-- Data provided start --
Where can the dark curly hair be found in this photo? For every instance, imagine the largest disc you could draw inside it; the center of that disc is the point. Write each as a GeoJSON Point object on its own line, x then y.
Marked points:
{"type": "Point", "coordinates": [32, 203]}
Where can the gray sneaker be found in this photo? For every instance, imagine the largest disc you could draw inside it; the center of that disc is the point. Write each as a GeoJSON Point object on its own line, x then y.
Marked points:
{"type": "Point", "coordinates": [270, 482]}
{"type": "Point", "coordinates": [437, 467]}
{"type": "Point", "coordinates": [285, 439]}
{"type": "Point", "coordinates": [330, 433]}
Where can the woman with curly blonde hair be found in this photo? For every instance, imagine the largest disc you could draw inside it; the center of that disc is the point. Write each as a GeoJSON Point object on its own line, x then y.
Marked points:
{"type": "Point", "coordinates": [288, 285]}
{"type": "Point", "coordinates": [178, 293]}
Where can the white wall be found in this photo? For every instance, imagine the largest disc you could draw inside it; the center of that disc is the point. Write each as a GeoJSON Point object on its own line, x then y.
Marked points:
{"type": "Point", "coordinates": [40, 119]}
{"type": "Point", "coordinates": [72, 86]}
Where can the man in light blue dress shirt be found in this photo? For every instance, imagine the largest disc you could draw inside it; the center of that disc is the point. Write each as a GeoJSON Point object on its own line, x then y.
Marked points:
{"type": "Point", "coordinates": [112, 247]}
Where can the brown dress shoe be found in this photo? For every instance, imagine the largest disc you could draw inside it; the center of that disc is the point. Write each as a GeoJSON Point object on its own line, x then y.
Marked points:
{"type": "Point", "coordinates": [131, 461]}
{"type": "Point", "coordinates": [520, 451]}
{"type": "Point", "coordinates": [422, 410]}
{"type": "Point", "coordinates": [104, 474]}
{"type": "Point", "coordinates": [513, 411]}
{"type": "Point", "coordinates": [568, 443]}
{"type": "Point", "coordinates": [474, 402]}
-- Data provided end --
— Given instruction —
Rewrite the lines of the records as a numbered list, starting at the line containing "Where can the brown" and continuing through the end of the records, with both ends included and any blank lines omitted.

— Exercise output —
1. Where can the brown dress shoe be found in this photo? For every instance, imagine the largest disc you could draw inside it; the center of that disc is the point. Write each as a GeoJSON Point object on its own line, x then y.
2. Marked points:
3. {"type": "Point", "coordinates": [131, 461]}
4. {"type": "Point", "coordinates": [520, 451]}
5. {"type": "Point", "coordinates": [422, 410]}
6. {"type": "Point", "coordinates": [104, 474]}
7. {"type": "Point", "coordinates": [513, 411]}
8. {"type": "Point", "coordinates": [568, 443]}
9. {"type": "Point", "coordinates": [474, 402]}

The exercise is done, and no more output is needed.